• Set problem
Format every line of the items below as a numbered list, omitting any blank lines.
-- Start Record set --
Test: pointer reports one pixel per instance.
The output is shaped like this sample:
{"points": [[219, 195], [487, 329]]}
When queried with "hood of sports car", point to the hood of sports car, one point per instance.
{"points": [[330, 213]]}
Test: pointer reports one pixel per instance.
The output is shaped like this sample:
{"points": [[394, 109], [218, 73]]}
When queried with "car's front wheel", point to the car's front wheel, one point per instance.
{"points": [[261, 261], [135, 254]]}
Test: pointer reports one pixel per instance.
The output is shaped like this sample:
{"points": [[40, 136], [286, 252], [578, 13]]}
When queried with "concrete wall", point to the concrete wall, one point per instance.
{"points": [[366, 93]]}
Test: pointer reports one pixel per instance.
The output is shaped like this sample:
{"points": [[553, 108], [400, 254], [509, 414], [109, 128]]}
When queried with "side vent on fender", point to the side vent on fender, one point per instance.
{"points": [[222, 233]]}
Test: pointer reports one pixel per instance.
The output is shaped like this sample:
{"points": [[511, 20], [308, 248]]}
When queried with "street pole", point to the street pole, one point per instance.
-- End Record set --
• Correct output
1. Test: pointer reports one pixel per instance.
2. The output is shaped like this sample:
3. {"points": [[219, 195], [487, 329]]}
4. When queried with "hood of sports car", point to the hood of sports car, one point per instance.
5. {"points": [[330, 213]]}
6. Test: pointer reports one pixel per instance.
7. The output is shaped like this sample:
8. {"points": [[394, 109], [218, 73]]}
9. When queried with "car's front wheel", point to the car's front wheel, one point per instance.
10. {"points": [[261, 261], [135, 254]]}
11. Test: pointer reports one pixel per instance.
12. The output is shaped like this sample:
13. {"points": [[40, 136], [286, 252], [578, 13]]}
14. When queried with "concrete wall", point to the concrete wall, one point per instance.
15. {"points": [[366, 93]]}
16. Test: pointer reports one pixel per instance.
17. The output is shaped like this sample:
18. {"points": [[553, 108], [400, 254], [509, 414], [109, 128]]}
19. When queried with "side vent on fender", point to the side vent on fender, one point per instance.
20. {"points": [[222, 233]]}
21. Test: pointer reports one pixel per instance.
22. The output is shaped like this sample:
23. {"points": [[511, 20], [308, 248]]}
24. When queried with "street pole", point to the street pole, one point per instance.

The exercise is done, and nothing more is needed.